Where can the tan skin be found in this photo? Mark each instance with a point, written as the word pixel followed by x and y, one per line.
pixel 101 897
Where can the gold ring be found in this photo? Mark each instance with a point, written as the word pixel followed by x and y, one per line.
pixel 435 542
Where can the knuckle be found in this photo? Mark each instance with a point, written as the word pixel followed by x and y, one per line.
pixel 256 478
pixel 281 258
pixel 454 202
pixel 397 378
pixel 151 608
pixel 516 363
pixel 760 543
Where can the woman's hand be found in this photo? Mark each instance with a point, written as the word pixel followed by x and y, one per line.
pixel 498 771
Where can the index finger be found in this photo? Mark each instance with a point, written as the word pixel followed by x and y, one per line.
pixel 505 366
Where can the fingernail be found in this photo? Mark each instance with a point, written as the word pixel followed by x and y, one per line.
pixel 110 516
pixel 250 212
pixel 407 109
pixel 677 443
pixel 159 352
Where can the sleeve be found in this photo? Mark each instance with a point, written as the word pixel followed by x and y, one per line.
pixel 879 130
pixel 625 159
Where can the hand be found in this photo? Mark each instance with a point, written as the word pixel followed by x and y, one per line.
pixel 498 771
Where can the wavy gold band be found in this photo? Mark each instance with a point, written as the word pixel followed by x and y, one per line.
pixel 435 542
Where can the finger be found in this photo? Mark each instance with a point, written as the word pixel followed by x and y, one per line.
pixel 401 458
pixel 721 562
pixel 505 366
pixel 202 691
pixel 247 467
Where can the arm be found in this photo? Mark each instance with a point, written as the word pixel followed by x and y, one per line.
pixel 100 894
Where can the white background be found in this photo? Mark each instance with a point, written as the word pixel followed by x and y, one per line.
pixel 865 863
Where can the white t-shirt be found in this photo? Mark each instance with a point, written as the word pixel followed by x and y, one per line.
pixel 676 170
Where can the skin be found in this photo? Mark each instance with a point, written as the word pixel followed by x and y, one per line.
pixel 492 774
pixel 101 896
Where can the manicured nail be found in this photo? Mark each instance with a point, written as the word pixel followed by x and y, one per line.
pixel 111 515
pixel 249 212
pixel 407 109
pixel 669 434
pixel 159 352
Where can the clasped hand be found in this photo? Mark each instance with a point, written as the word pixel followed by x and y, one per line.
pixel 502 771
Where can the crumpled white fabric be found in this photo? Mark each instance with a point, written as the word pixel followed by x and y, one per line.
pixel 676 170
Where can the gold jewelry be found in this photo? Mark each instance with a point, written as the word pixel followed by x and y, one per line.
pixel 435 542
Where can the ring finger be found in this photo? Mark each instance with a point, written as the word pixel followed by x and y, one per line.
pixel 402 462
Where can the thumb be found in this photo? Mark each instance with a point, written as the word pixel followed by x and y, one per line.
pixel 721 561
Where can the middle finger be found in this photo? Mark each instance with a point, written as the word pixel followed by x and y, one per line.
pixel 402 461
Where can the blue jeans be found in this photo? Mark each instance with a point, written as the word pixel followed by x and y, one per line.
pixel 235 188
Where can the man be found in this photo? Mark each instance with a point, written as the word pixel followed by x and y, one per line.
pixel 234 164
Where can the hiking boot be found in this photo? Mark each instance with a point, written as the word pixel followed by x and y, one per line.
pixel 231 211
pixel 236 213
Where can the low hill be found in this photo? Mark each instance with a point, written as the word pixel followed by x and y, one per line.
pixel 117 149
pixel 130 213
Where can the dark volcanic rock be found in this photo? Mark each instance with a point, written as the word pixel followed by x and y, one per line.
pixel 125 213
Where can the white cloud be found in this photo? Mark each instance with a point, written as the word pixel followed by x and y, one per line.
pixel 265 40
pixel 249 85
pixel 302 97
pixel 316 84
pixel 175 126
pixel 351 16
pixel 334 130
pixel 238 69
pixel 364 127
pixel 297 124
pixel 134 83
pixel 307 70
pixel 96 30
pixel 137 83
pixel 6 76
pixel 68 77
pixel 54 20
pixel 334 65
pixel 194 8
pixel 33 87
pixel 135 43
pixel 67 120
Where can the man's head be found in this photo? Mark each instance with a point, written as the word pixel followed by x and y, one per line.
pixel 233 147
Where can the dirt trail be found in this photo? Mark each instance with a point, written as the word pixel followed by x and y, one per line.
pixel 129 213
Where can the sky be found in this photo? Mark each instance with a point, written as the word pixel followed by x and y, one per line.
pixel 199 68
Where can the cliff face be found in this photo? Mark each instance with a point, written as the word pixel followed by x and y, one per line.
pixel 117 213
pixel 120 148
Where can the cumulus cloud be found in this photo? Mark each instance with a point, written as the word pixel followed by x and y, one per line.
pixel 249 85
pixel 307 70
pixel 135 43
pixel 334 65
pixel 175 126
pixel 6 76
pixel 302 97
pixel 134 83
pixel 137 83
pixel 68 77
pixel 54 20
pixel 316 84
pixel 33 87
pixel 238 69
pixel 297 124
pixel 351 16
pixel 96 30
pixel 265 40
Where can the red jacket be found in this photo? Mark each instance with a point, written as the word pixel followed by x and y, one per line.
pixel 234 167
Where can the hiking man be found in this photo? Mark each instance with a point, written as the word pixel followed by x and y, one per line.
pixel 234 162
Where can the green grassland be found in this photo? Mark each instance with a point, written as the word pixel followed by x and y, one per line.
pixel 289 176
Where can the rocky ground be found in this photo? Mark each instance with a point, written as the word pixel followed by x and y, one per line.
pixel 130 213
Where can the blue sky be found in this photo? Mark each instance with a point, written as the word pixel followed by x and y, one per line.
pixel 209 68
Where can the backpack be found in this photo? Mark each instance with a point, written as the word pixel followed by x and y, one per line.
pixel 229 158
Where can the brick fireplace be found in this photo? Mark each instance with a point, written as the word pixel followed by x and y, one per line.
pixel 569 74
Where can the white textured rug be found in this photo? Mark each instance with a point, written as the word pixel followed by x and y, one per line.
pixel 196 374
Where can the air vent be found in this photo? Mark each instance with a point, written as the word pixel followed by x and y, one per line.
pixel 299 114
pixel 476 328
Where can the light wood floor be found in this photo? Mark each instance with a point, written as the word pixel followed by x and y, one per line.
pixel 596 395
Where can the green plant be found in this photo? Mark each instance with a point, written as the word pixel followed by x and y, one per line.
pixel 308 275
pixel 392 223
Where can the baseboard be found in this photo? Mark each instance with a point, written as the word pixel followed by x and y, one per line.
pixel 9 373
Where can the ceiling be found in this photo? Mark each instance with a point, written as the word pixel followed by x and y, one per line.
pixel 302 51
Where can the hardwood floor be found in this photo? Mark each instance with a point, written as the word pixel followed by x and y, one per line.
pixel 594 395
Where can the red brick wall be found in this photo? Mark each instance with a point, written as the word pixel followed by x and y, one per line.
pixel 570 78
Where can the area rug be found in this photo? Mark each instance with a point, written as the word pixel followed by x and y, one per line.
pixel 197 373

___

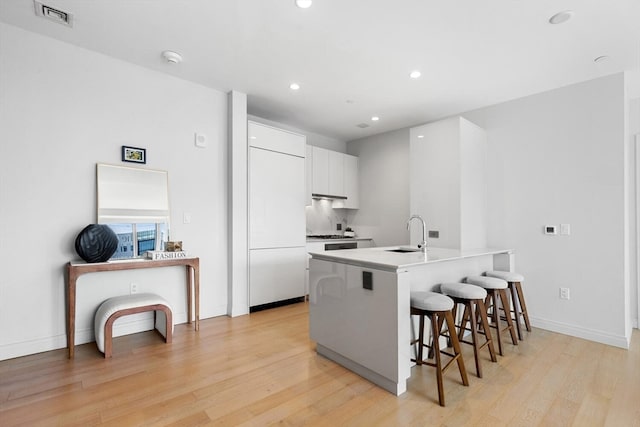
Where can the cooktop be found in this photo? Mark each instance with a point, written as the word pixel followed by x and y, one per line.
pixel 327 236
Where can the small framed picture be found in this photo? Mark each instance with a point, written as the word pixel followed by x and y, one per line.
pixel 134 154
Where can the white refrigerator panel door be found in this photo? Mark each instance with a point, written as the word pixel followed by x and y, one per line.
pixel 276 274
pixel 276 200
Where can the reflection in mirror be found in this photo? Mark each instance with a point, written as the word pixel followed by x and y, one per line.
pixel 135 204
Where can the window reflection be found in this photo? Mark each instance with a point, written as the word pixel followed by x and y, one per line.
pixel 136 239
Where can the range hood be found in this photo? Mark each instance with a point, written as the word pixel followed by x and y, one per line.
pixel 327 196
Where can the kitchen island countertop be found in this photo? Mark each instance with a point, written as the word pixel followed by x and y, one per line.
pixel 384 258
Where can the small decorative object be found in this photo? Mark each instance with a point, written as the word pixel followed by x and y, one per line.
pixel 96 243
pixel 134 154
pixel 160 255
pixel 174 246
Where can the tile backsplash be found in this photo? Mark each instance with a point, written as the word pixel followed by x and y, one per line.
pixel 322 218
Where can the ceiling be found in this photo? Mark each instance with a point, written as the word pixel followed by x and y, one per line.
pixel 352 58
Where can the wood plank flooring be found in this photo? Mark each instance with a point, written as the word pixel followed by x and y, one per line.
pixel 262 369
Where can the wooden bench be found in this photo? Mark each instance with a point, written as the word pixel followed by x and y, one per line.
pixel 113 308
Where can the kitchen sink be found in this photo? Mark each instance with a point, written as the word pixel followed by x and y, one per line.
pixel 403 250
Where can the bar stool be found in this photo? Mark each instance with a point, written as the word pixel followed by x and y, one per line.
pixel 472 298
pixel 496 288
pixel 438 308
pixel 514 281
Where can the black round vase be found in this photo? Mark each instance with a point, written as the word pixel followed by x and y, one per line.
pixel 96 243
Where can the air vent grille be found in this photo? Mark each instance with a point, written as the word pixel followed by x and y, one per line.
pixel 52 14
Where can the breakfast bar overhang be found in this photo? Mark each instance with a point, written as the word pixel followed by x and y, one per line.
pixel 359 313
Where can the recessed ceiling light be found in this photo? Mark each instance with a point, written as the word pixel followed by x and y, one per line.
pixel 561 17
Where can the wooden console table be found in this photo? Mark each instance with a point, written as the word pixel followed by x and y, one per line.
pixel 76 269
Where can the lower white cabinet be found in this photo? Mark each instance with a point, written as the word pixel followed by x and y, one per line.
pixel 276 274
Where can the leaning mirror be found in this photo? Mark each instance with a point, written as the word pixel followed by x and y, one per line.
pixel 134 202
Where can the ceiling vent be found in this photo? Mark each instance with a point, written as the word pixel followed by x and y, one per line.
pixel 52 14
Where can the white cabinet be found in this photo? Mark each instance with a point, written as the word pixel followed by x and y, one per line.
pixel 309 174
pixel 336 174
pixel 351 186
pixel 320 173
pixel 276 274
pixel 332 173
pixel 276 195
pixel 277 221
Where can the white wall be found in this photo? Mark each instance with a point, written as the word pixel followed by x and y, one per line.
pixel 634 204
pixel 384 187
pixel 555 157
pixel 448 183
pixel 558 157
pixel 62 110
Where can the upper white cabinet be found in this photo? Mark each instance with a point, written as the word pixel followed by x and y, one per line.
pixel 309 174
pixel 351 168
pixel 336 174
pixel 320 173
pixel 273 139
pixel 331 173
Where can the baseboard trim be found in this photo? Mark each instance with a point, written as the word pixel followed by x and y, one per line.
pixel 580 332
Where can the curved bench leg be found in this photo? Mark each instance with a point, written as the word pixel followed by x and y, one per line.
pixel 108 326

___

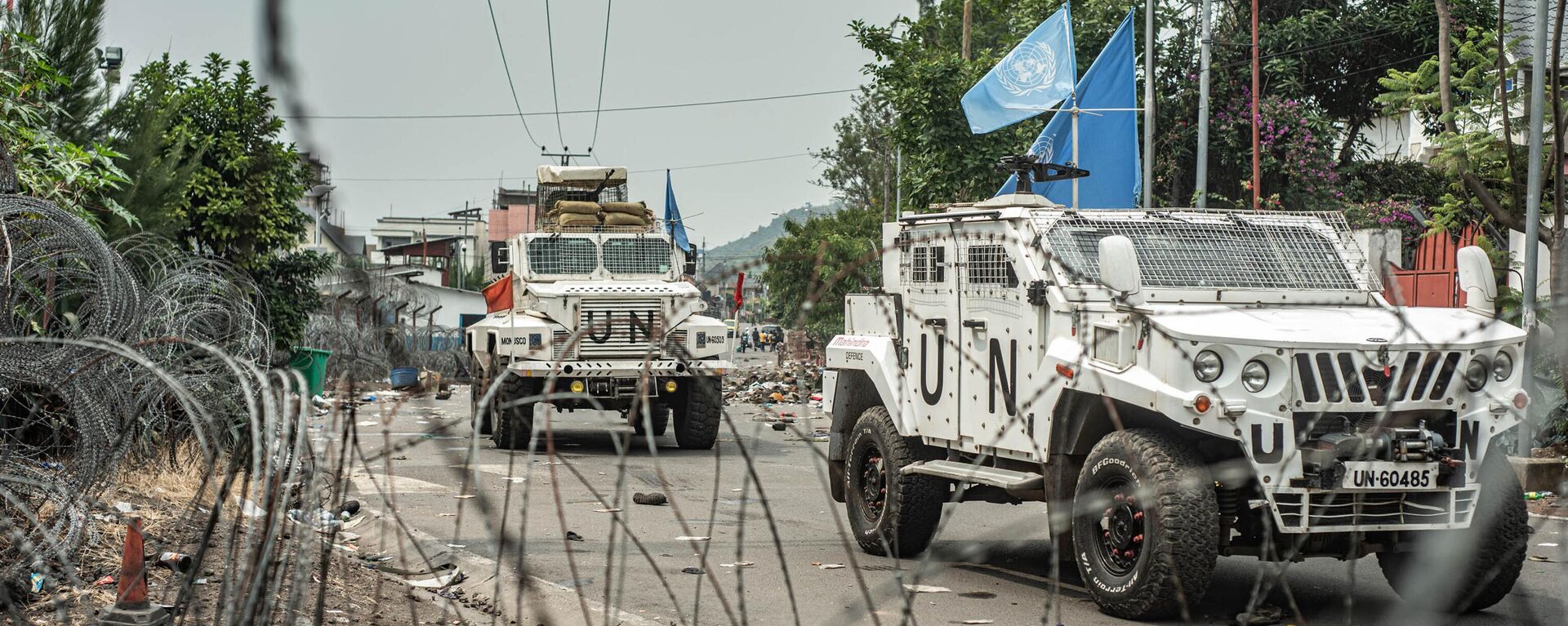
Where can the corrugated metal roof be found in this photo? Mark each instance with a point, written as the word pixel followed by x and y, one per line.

___

▸ **THE TASK**: Locate every line in the material that contains the string "green" and copy each of those lines. Only matches with the same uppercase and lowercase letters count.

▸ **RESULT OF THIS TASK**:
Where can the green grassland be found in this photo? Mark each instance with a point, written as the word pixel followed by x and y, one per line.
Where can the green plant be found in this photo? Mark each instance with a point, written as the word pixel followed by x and y, one per line.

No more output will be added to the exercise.